— TEXT PROVIDED —
"Ici Londres"

ByHAROLD NICOLSON

ON A Sunday night last fall “Jacques Duchesne” — a nom de guerre which had masked the identity of the famous actor and producer Michel St. Denis—said farewell to the London microphone and disbanded the team which for four arduous years maintained and stimulated the spirit of the French people. It may be doubted whether in the history of wireless anything more brilliant or effective has ever been transmitted than the nightly programs sent out from London under the title “Les Frangais Parlent aux Français.”

The credit for this achievement — and it will forever remain one of the most remarkable achievements of psychological warfare — rests mainly with Duchesne himself. The team which he gathered around him — men like Jacques Borel, Pierre Bourdan, Jean Marin, Jean Oberle, and Maurice Van Moppes — was a brilliant team, composed of ardent and gifted workers. He had with him several British assistants who gave him loyal and affectionate service, and the British authorities, as he himself generously admitted in his farewell, “not only respected, but organized, his liberty.” Yet in the last resort it was upon his strong and solid shoulders that rested, day in and day out, night in and night out, the full weight and burden of that tremendous task.

He had to gain the confidence of a people who had been shocked by military disaster, humiliated by enemy occupation, and confused by the constant and insidious propaganda put out by Philippe Henriot and his Vichy assistants. He had to catch and retain the attention of men and women in a country in which list ening to foreign broadcasts was a criminal offense, in which all foreign stations were studiously jammed. And he had to maintain courage at a time when hope appeared to be fantastic and when night after night Pierre Bourdan was obliged to introduce his bulletin with the words: “The news today is very bad indeed.”

The technique which he adopted would not have been successful had he not been able to bring to it the resources of an acute intelligence, a deep human sympathy, and a vivid imagination. He realized that his compatriots were at first too stunned by misery to be receptive of any but the lightest forms of invective or the gentlest forms of stimulation. He realized that the difficulties of reception in France would render his audience unwilling to listen to long rhetorical discourses or to detailed descriptions of the war production of Great Britain and the United States. He realized from the outset that there was one thing which he could provide which neither Vichy nor the Germans could ever provide, and that was the unvarnished truth. He thus, in the dark years, gained the confidence and increased the numbers of his audience by providing them with news bulletins of almost stark realism.

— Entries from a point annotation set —
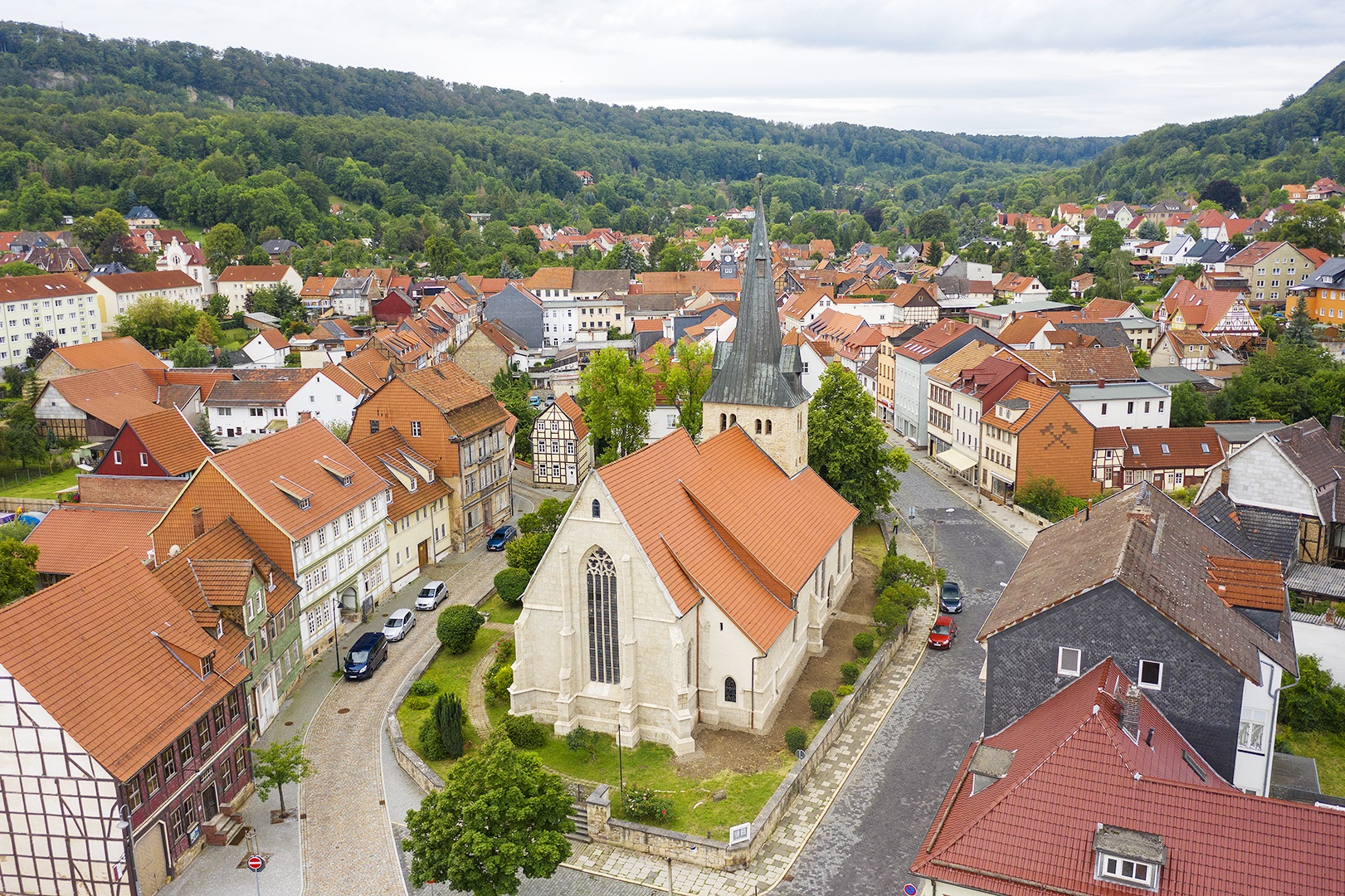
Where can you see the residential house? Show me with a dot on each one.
(162, 443)
(563, 452)
(1033, 432)
(455, 423)
(138, 738)
(311, 504)
(1141, 580)
(60, 305)
(1134, 807)
(912, 359)
(238, 283)
(417, 529)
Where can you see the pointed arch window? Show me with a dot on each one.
(604, 640)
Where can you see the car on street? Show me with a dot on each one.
(431, 593)
(942, 632)
(502, 537)
(950, 597)
(398, 623)
(368, 653)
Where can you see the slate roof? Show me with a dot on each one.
(120, 690)
(1076, 779)
(1160, 552)
(724, 519)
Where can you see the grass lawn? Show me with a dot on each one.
(1329, 752)
(42, 486)
(500, 611)
(451, 673)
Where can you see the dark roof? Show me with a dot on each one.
(1158, 551)
(751, 372)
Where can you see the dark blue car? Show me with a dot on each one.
(502, 537)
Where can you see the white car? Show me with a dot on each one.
(433, 592)
(398, 623)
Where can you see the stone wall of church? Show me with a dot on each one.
(783, 431)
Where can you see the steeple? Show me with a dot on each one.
(748, 370)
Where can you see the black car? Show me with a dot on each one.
(368, 653)
(950, 599)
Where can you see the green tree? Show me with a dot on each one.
(500, 814)
(848, 444)
(684, 378)
(1188, 407)
(616, 397)
(190, 353)
(222, 245)
(277, 764)
(17, 569)
(1299, 330)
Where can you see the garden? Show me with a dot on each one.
(731, 775)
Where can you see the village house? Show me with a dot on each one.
(139, 736)
(1139, 579)
(456, 424)
(311, 504)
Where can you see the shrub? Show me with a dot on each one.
(643, 803)
(822, 703)
(510, 584)
(422, 688)
(431, 744)
(524, 732)
(457, 627)
(862, 643)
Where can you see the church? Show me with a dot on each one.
(689, 582)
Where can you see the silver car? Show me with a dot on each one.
(398, 623)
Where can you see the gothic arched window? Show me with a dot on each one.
(604, 642)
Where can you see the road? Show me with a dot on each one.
(866, 841)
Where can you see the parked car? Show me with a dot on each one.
(431, 595)
(502, 537)
(942, 634)
(398, 623)
(368, 653)
(950, 599)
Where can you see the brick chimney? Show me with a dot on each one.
(1130, 713)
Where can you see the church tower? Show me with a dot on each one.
(758, 382)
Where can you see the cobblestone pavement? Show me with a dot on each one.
(344, 831)
(875, 828)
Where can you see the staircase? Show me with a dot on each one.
(225, 830)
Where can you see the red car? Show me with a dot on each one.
(942, 634)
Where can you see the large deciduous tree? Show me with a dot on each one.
(684, 377)
(848, 444)
(500, 814)
(616, 396)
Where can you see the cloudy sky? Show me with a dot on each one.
(1011, 66)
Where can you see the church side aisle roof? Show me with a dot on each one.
(723, 517)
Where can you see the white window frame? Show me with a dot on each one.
(1139, 674)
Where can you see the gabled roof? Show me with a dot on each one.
(129, 679)
(723, 519)
(1075, 781)
(1160, 552)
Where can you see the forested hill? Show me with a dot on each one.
(147, 77)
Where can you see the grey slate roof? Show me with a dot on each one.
(751, 370)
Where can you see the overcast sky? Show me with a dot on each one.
(978, 66)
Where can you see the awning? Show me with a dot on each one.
(955, 460)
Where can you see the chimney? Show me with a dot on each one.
(1130, 713)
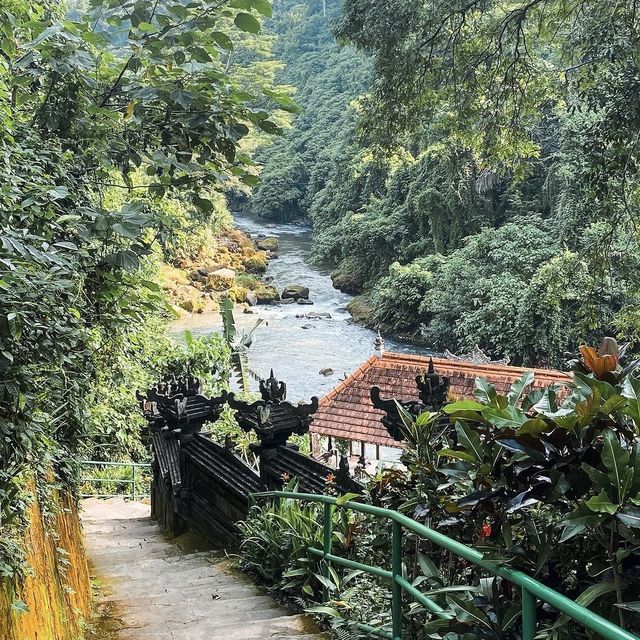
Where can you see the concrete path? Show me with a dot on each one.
(180, 590)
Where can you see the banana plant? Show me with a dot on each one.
(239, 343)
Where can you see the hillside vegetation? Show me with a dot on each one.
(471, 167)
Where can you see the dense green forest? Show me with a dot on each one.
(123, 124)
(471, 167)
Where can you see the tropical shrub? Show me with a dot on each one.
(545, 480)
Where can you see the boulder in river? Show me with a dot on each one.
(361, 310)
(252, 298)
(346, 282)
(296, 292)
(202, 273)
(270, 243)
(267, 294)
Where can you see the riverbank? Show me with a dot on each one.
(312, 347)
(233, 268)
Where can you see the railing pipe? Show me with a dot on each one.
(326, 537)
(533, 588)
(529, 615)
(396, 587)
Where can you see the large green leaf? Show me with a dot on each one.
(470, 440)
(246, 22)
(629, 516)
(519, 387)
(463, 405)
(616, 461)
(467, 612)
(602, 504)
(485, 391)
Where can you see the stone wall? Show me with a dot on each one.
(58, 591)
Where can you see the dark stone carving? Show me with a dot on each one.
(432, 396)
(198, 484)
(432, 388)
(272, 418)
(178, 405)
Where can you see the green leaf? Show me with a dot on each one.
(456, 455)
(485, 391)
(269, 127)
(602, 504)
(246, 22)
(588, 597)
(508, 418)
(629, 516)
(324, 610)
(535, 427)
(463, 405)
(206, 206)
(467, 612)
(470, 440)
(616, 461)
(429, 569)
(519, 386)
(222, 40)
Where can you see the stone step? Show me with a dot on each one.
(165, 555)
(211, 629)
(161, 589)
(193, 611)
(230, 591)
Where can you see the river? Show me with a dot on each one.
(298, 348)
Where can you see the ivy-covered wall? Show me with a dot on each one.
(57, 590)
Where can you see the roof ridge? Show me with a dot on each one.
(415, 358)
(352, 376)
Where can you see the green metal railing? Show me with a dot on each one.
(136, 468)
(531, 589)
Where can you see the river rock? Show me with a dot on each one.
(267, 294)
(201, 274)
(252, 299)
(361, 310)
(223, 274)
(346, 282)
(270, 243)
(296, 292)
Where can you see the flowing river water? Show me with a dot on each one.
(296, 347)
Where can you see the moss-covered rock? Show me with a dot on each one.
(256, 263)
(346, 282)
(266, 294)
(296, 292)
(361, 310)
(269, 243)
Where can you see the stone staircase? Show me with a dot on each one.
(177, 590)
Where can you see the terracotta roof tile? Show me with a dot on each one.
(347, 412)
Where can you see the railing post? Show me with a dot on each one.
(328, 532)
(396, 589)
(529, 615)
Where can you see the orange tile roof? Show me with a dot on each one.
(347, 412)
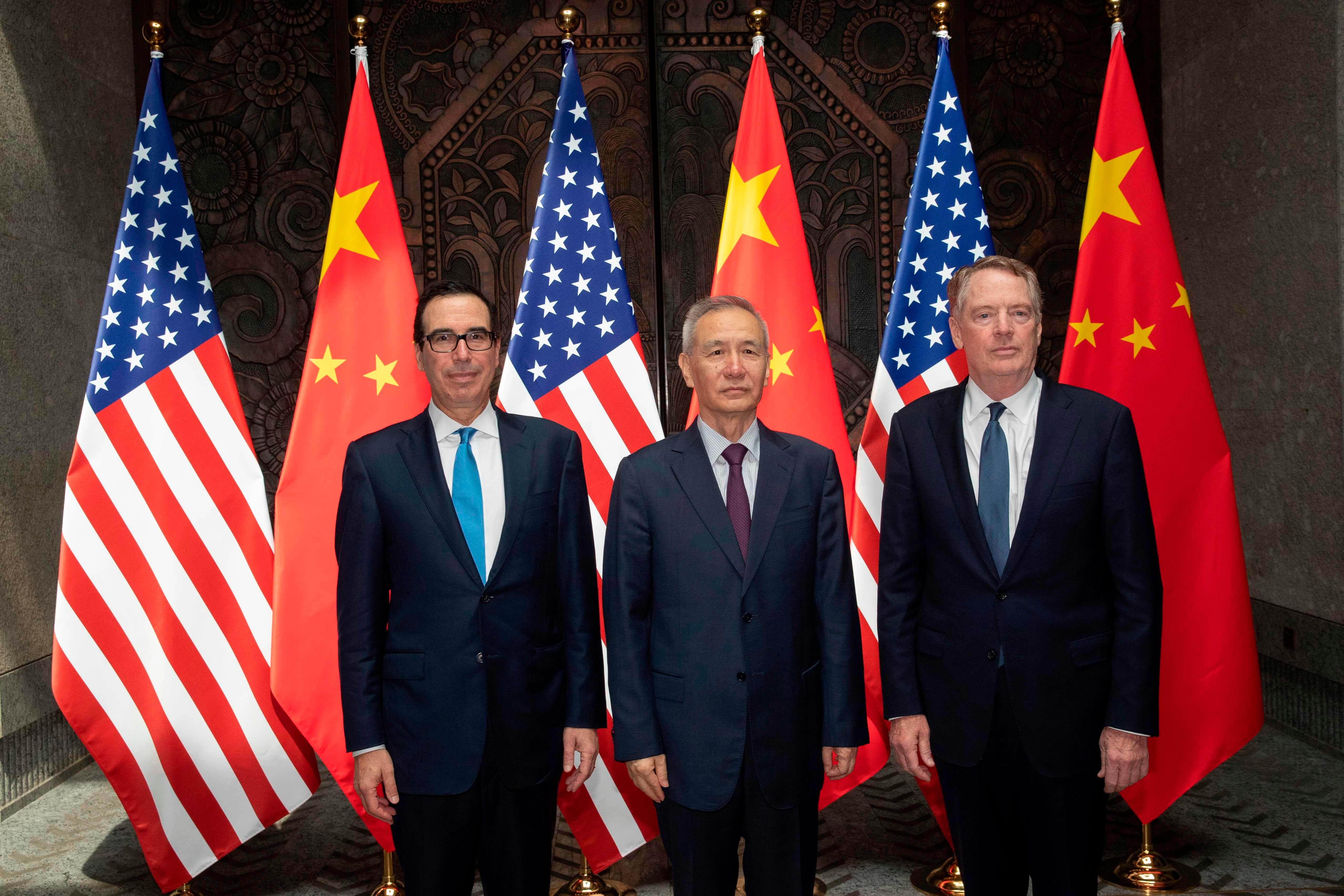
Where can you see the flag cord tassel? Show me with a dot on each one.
(1148, 871)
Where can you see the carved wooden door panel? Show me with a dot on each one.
(466, 93)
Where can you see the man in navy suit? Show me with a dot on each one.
(732, 627)
(1019, 605)
(471, 662)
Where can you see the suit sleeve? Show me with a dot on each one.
(1138, 584)
(585, 699)
(843, 702)
(627, 610)
(362, 586)
(900, 581)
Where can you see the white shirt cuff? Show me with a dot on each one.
(1138, 734)
(361, 753)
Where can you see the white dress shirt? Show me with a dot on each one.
(1019, 426)
(714, 445)
(490, 464)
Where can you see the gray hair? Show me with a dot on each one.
(718, 304)
(962, 280)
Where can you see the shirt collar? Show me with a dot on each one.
(487, 424)
(714, 443)
(1019, 404)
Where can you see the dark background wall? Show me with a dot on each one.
(1255, 198)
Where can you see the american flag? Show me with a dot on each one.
(947, 228)
(162, 655)
(574, 358)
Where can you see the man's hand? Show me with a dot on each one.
(650, 776)
(373, 769)
(910, 746)
(1124, 759)
(582, 742)
(843, 762)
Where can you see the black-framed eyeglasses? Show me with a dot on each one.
(478, 341)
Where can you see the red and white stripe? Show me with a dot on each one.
(162, 657)
(871, 465)
(611, 406)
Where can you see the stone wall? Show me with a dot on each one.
(69, 111)
(1252, 129)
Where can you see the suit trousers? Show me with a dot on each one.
(1008, 821)
(443, 839)
(781, 844)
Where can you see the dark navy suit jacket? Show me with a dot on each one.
(1077, 610)
(431, 656)
(706, 649)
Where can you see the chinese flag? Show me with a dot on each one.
(1133, 339)
(764, 258)
(359, 377)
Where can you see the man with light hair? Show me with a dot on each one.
(732, 627)
(1019, 598)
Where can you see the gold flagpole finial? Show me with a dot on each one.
(359, 30)
(568, 21)
(941, 15)
(154, 33)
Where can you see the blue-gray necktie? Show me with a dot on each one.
(467, 499)
(994, 487)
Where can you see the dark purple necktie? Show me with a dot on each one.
(740, 510)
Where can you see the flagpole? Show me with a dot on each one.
(155, 33)
(1144, 870)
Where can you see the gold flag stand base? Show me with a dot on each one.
(588, 882)
(1148, 871)
(941, 880)
(389, 886)
(819, 887)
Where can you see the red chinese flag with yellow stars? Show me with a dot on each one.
(359, 377)
(1132, 338)
(764, 258)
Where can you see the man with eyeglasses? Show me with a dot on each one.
(471, 659)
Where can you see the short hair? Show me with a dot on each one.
(718, 304)
(962, 280)
(441, 289)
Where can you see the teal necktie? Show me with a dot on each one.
(467, 499)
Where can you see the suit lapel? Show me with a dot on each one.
(773, 477)
(517, 450)
(697, 479)
(1056, 428)
(420, 453)
(950, 440)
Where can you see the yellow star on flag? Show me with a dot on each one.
(327, 366)
(1087, 330)
(1139, 339)
(1182, 299)
(819, 327)
(1104, 194)
(343, 228)
(382, 374)
(742, 213)
(779, 363)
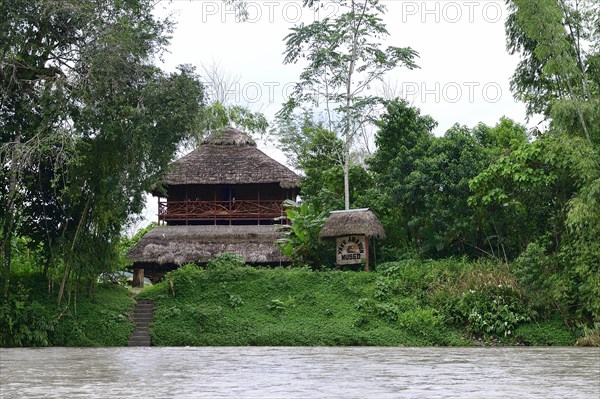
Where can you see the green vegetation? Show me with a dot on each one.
(413, 303)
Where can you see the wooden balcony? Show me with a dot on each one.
(219, 211)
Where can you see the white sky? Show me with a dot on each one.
(464, 66)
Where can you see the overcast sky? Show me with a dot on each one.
(464, 66)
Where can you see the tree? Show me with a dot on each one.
(316, 152)
(220, 112)
(88, 124)
(344, 58)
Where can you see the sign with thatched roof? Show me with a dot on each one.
(352, 230)
(350, 250)
(352, 222)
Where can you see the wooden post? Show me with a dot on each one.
(138, 277)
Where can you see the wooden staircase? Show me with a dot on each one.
(142, 315)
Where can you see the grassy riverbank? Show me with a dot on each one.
(412, 303)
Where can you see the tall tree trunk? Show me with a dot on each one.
(9, 218)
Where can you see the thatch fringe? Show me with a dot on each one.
(178, 245)
(229, 157)
(352, 222)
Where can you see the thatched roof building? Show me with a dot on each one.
(229, 157)
(225, 196)
(352, 222)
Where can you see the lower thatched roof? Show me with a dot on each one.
(352, 222)
(179, 245)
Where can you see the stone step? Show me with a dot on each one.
(143, 315)
(140, 336)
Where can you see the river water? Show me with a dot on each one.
(300, 372)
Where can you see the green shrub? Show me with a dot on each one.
(551, 332)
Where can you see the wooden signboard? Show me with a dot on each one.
(351, 250)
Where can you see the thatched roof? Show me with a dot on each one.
(229, 157)
(179, 245)
(352, 222)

— GOAL A —
In the article about the wartime French broadcasts from London, whose identity was masked by the nom de guerre "Jacques Duchesne"?
— GOAL B —
Extract every line of the entries that contains the string "wall". Case counts.

— FINAL RESULT A —
That of the famous actor and producer Michel St. Denis.

— FINAL RESULT B —
Where can you see the stone wall of church? Show me with a dot on each one.
Where can you see the stone wall? Show me with a dot on each one.
Where can you see the ivy-covered wall? Show me with a dot on each one.
Where can you see the dark background wall? Show me with a dot on each one.
Where can you see the stone wall? Show me with a dot on each one.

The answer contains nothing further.